WHAT TO DO —
- A) Answer these questions from the Trampoline House article:
(i) In which city district is the Trampoline House located?
(ii) How is the house funded?
(iii) For how long has The Copenhagen Post tracked the house's latest campaign?
- B) Please copy the Trampoline House article verbatim, from "A city community" up to and including "hairdressing and tailoring.".

Activists work to put more control in asylum seekers’ hands

A city community centre is the setting for a fight to improve conditions for asylum seekers and fundamentally change attitudes toward foreigners

In a quiet corner in the city district of Nørrebro is a community centre called the Trampoline House. Run by asylum seekers, activists and curious Danes, the house’s users are offered a range of activities and services, from counselling and language lessons to hairdressing and tailoring.

Independently funded, the house operates outside the official asylum system and actively seeks to influence asylum law. Over the past six weeks, The Copenhagen Post has kept track of its latest campaign to encourage the government to live up to its promises.

“Asylum seekers should have the opportunity to work and live outside asylum centres,” the government wrote in their common policy after their election win last September. “Failed asylum seekers are thereby built up as people and are given better skill sets.”

DATA SHOWN —
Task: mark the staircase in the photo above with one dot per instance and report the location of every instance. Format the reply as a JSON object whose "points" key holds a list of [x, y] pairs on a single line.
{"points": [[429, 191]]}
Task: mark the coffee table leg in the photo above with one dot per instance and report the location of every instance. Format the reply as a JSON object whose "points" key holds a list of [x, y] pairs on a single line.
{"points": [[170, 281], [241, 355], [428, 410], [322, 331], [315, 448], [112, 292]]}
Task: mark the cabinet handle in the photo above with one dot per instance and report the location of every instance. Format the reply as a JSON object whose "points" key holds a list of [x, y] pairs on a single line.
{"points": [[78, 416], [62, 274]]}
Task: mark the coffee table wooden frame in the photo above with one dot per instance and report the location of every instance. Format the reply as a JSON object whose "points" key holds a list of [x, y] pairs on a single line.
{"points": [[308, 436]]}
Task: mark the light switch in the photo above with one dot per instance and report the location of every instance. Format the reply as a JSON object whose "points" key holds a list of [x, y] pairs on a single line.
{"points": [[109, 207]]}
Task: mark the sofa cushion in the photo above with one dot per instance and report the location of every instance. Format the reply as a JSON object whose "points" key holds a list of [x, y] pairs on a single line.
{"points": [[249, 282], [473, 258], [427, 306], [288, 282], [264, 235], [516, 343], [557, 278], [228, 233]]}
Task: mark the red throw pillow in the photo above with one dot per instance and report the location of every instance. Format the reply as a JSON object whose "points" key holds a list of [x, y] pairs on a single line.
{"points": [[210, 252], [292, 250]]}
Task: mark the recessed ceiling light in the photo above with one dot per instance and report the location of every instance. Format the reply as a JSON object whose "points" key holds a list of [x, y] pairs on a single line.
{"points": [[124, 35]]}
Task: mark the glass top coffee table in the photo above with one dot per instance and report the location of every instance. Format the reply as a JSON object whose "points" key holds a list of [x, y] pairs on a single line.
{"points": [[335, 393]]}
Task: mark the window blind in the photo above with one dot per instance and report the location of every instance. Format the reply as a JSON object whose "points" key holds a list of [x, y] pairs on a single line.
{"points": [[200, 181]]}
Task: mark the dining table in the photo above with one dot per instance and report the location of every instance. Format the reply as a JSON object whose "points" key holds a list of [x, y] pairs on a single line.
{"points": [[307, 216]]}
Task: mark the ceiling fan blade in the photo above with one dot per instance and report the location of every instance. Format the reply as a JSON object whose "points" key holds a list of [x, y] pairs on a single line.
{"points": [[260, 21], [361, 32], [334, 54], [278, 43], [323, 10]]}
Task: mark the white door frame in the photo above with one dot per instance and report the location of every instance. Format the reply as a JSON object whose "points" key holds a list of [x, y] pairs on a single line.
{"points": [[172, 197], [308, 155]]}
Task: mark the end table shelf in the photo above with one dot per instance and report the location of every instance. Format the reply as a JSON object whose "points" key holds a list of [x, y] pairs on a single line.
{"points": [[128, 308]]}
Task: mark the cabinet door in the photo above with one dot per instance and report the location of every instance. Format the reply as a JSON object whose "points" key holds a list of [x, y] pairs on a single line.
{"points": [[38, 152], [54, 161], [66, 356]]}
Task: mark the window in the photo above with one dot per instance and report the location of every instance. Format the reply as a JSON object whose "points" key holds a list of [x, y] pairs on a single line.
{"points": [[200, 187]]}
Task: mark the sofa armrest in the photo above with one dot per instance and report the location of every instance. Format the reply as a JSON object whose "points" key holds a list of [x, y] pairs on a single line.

SOLUTIONS IN ORDER —
- A)
(i) Nørrebro
(ii) Independently
(iii) The past six weeks

- B)
A city community centre is the setting for a fight to improve conditions for asylum seekers and fundamentally change attitudes toward foreigners

In a quiet corner in the city district of Nørrebro is a community centre called the Trampoline House. Run by asylum seekers, activists and curious Danes, the house’s users are offered a range of activities and services, from counselling and language lessons to hairdressing and tailoring.